[Objective]
Output all the material that follows, exactly as given.
※ ※ ※
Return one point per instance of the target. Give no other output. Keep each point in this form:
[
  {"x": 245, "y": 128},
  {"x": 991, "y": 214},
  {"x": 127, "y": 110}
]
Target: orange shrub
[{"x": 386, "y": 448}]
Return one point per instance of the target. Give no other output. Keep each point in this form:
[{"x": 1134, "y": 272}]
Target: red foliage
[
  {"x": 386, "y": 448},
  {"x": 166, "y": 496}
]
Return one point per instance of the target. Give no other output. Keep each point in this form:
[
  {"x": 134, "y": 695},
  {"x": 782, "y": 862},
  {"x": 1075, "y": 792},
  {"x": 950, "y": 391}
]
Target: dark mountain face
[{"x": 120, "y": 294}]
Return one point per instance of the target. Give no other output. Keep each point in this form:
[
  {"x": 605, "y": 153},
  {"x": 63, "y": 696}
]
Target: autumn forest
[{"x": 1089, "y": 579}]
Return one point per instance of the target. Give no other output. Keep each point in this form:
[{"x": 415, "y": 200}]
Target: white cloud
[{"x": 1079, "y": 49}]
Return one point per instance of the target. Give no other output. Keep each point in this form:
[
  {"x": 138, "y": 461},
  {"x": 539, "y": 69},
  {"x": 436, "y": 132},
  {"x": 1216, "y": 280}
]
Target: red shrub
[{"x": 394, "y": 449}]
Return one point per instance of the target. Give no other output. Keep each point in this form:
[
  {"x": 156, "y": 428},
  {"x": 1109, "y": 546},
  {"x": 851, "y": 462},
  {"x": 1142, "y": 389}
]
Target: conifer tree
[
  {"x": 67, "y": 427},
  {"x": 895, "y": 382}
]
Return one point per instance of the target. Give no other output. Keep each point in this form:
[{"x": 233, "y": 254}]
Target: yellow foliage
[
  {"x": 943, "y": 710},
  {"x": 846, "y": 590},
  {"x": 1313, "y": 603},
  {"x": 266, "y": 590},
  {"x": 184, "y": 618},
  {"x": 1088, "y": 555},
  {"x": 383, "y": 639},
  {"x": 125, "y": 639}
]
※ ※ ※
[Solution for this exercise]
Return one point per instance of the target. Give no other output. Keep each point in this form:
[
  {"x": 245, "y": 128},
  {"x": 991, "y": 214},
  {"x": 127, "y": 110}
]
Target: orange shrub
[{"x": 386, "y": 448}]
Return one point per instance of the target. Give no other output. Keep each point in this form:
[{"x": 1134, "y": 272}]
Target: red foliage
[
  {"x": 386, "y": 448},
  {"x": 166, "y": 496}
]
Return one point per instance of the target. Give no other output. Keep each point in this form:
[
  {"x": 134, "y": 695},
  {"x": 782, "y": 862},
  {"x": 1075, "y": 792},
  {"x": 950, "y": 391}
]
Target: dark mountain face
[{"x": 120, "y": 294}]
Return one point per instance of the target. Give no other output. Keep each point in this form:
[
  {"x": 605, "y": 153},
  {"x": 63, "y": 696}
]
Target: autumn forest
[{"x": 1089, "y": 579}]
Return one point per instance of the target. Give no other output. Keep each point in this form:
[{"x": 415, "y": 200}]
Target: white cloud
[{"x": 1079, "y": 49}]
Return one point per instance of the target. Give no other output. Keep each point in this form:
[
  {"x": 138, "y": 461},
  {"x": 539, "y": 69},
  {"x": 436, "y": 132},
  {"x": 1216, "y": 280}
]
Target: red shrub
[{"x": 394, "y": 449}]
Return one point per instance of the target. Give no other output. Keep each point in this form:
[
  {"x": 156, "y": 428},
  {"x": 1109, "y": 546},
  {"x": 851, "y": 462},
  {"x": 1142, "y": 389}
]
Target: conifer tree
[
  {"x": 67, "y": 427},
  {"x": 895, "y": 382}
]
Return one point per instance of the target. Give no other output. Keep each point in this form:
[{"x": 233, "y": 254}]
Target: yellow foliage
[
  {"x": 943, "y": 710},
  {"x": 846, "y": 590},
  {"x": 1313, "y": 603},
  {"x": 266, "y": 590},
  {"x": 184, "y": 618},
  {"x": 1088, "y": 555},
  {"x": 383, "y": 639},
  {"x": 125, "y": 639}
]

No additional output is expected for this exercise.